## Set exercise
Could you copy out all of the following lines word for word?

## Examples of point labeling
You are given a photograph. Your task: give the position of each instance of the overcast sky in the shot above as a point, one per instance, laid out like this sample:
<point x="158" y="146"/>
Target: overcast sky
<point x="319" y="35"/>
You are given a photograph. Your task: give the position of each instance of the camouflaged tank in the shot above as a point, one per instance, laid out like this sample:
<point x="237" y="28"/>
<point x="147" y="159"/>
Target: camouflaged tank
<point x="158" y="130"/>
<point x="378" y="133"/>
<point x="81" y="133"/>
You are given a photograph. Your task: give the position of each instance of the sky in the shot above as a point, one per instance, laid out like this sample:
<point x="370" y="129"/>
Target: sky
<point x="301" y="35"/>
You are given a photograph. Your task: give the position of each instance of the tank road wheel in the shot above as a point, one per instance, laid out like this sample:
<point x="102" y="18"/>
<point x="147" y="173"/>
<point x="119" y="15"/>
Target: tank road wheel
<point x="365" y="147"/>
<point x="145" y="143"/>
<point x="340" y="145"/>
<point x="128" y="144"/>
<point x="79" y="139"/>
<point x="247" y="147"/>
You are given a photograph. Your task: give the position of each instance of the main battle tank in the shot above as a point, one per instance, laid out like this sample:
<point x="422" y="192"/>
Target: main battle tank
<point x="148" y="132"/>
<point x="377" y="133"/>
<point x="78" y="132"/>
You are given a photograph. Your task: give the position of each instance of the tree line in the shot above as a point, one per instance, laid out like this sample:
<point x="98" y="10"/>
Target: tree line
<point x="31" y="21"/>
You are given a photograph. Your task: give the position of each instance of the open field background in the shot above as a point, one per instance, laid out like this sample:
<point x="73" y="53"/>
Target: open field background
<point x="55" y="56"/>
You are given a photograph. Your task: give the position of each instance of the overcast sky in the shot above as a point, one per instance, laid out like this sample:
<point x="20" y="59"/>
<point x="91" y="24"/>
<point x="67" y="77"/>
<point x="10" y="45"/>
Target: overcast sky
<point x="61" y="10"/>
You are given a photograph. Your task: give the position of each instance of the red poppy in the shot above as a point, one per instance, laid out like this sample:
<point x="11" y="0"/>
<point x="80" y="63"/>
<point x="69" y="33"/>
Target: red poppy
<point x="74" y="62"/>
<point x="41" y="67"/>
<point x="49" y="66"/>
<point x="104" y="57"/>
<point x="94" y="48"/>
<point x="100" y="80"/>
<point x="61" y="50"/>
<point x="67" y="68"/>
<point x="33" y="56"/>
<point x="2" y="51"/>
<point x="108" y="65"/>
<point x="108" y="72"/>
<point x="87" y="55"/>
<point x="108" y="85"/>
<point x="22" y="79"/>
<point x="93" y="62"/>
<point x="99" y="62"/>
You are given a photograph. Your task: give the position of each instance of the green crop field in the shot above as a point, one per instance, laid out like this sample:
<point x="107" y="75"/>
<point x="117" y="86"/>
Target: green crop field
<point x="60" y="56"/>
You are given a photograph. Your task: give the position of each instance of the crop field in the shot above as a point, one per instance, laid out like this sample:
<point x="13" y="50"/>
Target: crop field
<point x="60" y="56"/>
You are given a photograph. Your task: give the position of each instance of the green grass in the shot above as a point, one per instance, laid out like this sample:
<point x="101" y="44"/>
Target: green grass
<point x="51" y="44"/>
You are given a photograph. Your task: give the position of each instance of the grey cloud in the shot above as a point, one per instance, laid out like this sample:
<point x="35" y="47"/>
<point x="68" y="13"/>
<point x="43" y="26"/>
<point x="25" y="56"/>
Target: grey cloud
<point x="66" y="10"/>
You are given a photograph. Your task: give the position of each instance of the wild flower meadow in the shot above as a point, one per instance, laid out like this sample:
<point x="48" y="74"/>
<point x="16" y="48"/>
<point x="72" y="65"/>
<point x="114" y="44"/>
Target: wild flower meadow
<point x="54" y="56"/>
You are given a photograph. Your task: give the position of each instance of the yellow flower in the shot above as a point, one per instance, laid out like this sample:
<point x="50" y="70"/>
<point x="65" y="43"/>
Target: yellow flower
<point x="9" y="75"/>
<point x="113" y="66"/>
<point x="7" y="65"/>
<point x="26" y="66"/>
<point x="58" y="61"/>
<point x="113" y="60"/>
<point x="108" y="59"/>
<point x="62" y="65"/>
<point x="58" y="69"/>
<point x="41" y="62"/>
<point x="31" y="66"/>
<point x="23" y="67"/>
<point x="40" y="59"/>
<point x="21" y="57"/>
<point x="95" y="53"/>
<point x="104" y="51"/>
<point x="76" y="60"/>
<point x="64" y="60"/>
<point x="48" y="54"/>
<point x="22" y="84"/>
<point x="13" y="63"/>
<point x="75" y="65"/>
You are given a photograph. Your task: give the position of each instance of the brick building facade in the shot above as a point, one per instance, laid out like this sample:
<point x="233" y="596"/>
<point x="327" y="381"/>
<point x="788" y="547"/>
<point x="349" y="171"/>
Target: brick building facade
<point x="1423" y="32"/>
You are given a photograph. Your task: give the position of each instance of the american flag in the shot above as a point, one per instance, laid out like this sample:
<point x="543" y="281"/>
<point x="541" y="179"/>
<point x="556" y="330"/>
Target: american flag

## Problem solution
You are given a photograph. Your task: give the position of each instance of the overcast sky in the shot above as a point, one per instance, laid out like this sample:
<point x="158" y="146"/>
Target: overcast sky
<point x="319" y="35"/>
You are given a photograph. Your task: give the position of each instance of the camouflaged tank in the shot above as a point, one per instance, laid out like this sample:
<point x="237" y="28"/>
<point x="147" y="159"/>
Target: camouflaged tank
<point x="158" y="130"/>
<point x="378" y="133"/>
<point x="81" y="133"/>
You are given a photograph. Your task: give the position of each instance of the sky in the shot above as a point, one per instance, laid out like this sample:
<point x="370" y="129"/>
Target: sky
<point x="301" y="35"/>
You are given a photograph. Your task: give the position of each instance of the tank road wheel in the shot above as a point, one per instance, laid out like this sample:
<point x="102" y="18"/>
<point x="147" y="173"/>
<point x="119" y="15"/>
Target: tank road wheel
<point x="365" y="147"/>
<point x="145" y="143"/>
<point x="340" y="145"/>
<point x="128" y="144"/>
<point x="79" y="139"/>
<point x="247" y="147"/>
You are given a photograph. Your task: give the position of each instance of the main battle tank in the shot above as a point, one per instance, laid out like this sample:
<point x="422" y="192"/>
Target: main battle tank
<point x="148" y="132"/>
<point x="377" y="133"/>
<point x="78" y="132"/>
You are given a photograph. Your task: give the position of each instance of the tree line in the shot above as a point, one per instance, laid out like this sample:
<point x="98" y="10"/>
Target: tree line
<point x="31" y="21"/>
You are given a photograph. Your task: give the position of each instance of the open field background in the shot above as a point, one per instance, laid out like this sample:
<point x="73" y="53"/>
Target: open field background
<point x="55" y="56"/>
You are given a photograph. Your task: give the position of each instance of the overcast sky in the shot above as a point, one per instance, laid out like this sample:
<point x="20" y="59"/>
<point x="91" y="24"/>
<point x="67" y="77"/>
<point x="10" y="45"/>
Target: overcast sky
<point x="61" y="10"/>
You are given a photograph. Your task: give the position of each instance of the red poppy in the shot above as a point, one per instance, laid out like this sample:
<point x="11" y="0"/>
<point x="80" y="63"/>
<point x="69" y="33"/>
Target: red poppy
<point x="74" y="62"/>
<point x="41" y="67"/>
<point x="49" y="66"/>
<point x="104" y="57"/>
<point x="94" y="48"/>
<point x="100" y="80"/>
<point x="61" y="50"/>
<point x="67" y="68"/>
<point x="33" y="56"/>
<point x="2" y="51"/>
<point x="108" y="65"/>
<point x="108" y="72"/>
<point x="87" y="55"/>
<point x="108" y="85"/>
<point x="22" y="79"/>
<point x="93" y="62"/>
<point x="99" y="62"/>
You are given a photograph. Your task: give the position of each instance of the green crop field in the shot above as a point, one per instance, laid out like this sample:
<point x="107" y="75"/>
<point x="117" y="86"/>
Target: green crop field
<point x="60" y="56"/>
You are given a photograph. Your task: give the position of each instance of the crop field in the shot above as a point, one per instance, laid out like this sample:
<point x="13" y="50"/>
Target: crop field
<point x="60" y="56"/>
You are given a photograph. Your task: give the position of each instance of the green grass in the shot above as a point, one per instance, laid out like this sample:
<point x="101" y="44"/>
Target: green grass
<point x="51" y="44"/>
You are given a photograph. Your task: give the position of each instance of the grey cloud in the shot above as a point, one per instance, laid out like this sample:
<point x="35" y="47"/>
<point x="68" y="13"/>
<point x="43" y="26"/>
<point x="25" y="56"/>
Target: grey cloud
<point x="66" y="10"/>
You are given a photograph. Your task: give the position of each instance of the wild flower meadow in the shot above as a point, one per instance, laid out like this sample:
<point x="48" y="74"/>
<point x="16" y="48"/>
<point x="72" y="65"/>
<point x="114" y="44"/>
Target: wild flower meadow
<point x="54" y="56"/>
You are given a photograph. Your task: give the position of each instance of the yellow flower in the shot above as a point, one per instance, laid out like this sample:
<point x="50" y="70"/>
<point x="65" y="43"/>
Target: yellow flower
<point x="9" y="75"/>
<point x="113" y="66"/>
<point x="7" y="65"/>
<point x="26" y="66"/>
<point x="58" y="61"/>
<point x="113" y="60"/>
<point x="108" y="59"/>
<point x="62" y="65"/>
<point x="58" y="69"/>
<point x="41" y="62"/>
<point x="31" y="66"/>
<point x="23" y="67"/>
<point x="40" y="59"/>
<point x="21" y="57"/>
<point x="95" y="53"/>
<point x="104" y="51"/>
<point x="76" y="60"/>
<point x="64" y="60"/>
<point x="48" y="54"/>
<point x="22" y="84"/>
<point x="13" y="63"/>
<point x="75" y="65"/>
You are given a photograph. Your task: give the position of each instance of the brick building facade in the shot above as a point, one per instance, laid out like this sample:
<point x="233" y="596"/>
<point x="327" y="381"/>
<point x="788" y="547"/>
<point x="349" y="171"/>
Target: brick building facade
<point x="1423" y="32"/>
You are given a photograph. Your task: give the position of each instance of the american flag in the shot above as a point, one per instance, laid out like this sample:
<point x="543" y="281"/>
<point x="541" y="179"/>
<point x="556" y="330"/>
Target: american flag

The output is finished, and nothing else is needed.